+++ Data supplied

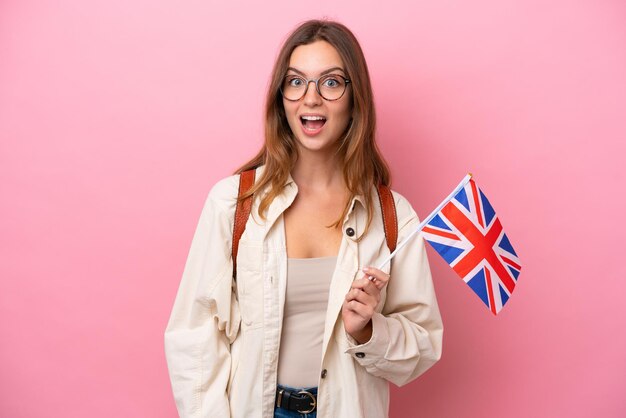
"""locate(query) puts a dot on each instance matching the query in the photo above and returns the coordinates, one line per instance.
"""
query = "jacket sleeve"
(407, 334)
(205, 318)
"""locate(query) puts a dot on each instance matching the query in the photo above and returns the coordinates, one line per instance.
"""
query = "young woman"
(304, 330)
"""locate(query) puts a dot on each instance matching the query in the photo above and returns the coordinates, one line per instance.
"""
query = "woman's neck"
(316, 172)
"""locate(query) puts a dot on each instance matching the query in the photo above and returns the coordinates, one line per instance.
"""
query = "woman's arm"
(407, 335)
(205, 318)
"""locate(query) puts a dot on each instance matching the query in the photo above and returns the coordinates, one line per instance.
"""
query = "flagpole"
(458, 188)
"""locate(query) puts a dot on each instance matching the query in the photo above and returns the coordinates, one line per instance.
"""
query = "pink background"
(116, 117)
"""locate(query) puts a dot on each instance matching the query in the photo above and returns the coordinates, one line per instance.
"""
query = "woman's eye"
(331, 82)
(296, 82)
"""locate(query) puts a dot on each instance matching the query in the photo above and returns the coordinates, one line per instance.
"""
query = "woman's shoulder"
(225, 191)
(404, 210)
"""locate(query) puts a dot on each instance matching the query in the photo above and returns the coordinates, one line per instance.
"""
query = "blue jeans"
(285, 413)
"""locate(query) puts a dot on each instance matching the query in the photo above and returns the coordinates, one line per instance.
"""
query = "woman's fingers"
(377, 277)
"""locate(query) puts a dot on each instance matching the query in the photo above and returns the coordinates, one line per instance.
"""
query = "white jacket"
(223, 337)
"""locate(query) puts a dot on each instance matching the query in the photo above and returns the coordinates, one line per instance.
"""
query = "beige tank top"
(306, 300)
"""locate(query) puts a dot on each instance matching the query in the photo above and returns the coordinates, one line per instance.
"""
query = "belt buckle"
(309, 394)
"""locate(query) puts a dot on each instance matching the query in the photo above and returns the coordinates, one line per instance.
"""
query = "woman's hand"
(360, 302)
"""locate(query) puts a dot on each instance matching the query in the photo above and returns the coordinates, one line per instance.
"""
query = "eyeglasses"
(330, 87)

++++++

## The request
Could you reproduce every record above exactly, leaving out the pictures?

## Correct answer
"""locate(query) puts a dot on each instance matching the query in the photo above and returns the coordinates, one line per instance.
"""
query = "jacket sleeve"
(407, 334)
(205, 318)
"""locate(query) puts a dot on each instance matching the query in the photo above and returns the coordinates, one line per instance.
"""
query = "young woman"
(304, 330)
"""locate(query) puts a dot on each instance matching the query in the photo above and returns the coordinates, one line per instance.
"""
query = "woman's neck"
(316, 172)
"""locate(query) puts a dot on each instance matching the query in the photo above and returns the coordinates, one line per instance.
"""
query = "woman's arm"
(407, 335)
(205, 318)
"""locate(query) puts a dot on each instance matching the query in the photo above and returns the coordinates, one line per instance.
"""
query = "flagpole"
(458, 188)
"""locate(query) puts a dot on each instance matching the query in the photo above and returns the coordinates, one line per instance.
"""
query = "pink background"
(116, 117)
"""locate(query) puts a dot on each instance matching the query in the photo above and returns the coordinates, one line per instance.
"""
query = "woman's eye"
(331, 82)
(296, 82)
"""locate(query) puts a dot on each instance matching the query in the photo above and returns the coordinates, one line per instance.
"""
query = "woman's shoulder"
(225, 191)
(404, 210)
"""locate(query) puts a dot on each instance matching the query in the photo above and returns the coordinates, one line per instance.
"""
query = "blue jeans"
(285, 413)
"""locate(query) puts a dot on each instance matching the query in the photo above and returns the coordinates, one line per instance.
"""
query = "woman's fingers"
(377, 277)
"""locate(query) puts a dot on each instance matching the query in the photo above and returns the coordinates, one line per instance.
"""
query = "white jacket"
(223, 337)
"""locate(query) puts a dot on each instance matching the query in the photo above and returns the coordinates, one line per instance.
"""
query = "beige tank top"
(306, 300)
"""locate(query) puts a dot on each instance matching the query in the photo above and returns the coordinates, one line per instance.
"""
query = "belt buckle"
(309, 394)
"""locate(query) puts a dot on each instance matching the query in the photo above and returns the coordinates, one line per instance.
"""
query = "woman's hand"
(360, 302)
"""locate(query) puts a dot on each instance matching the query in the photo above and returns the coordinates, one line per instance.
"""
query = "eyeglasses"
(330, 87)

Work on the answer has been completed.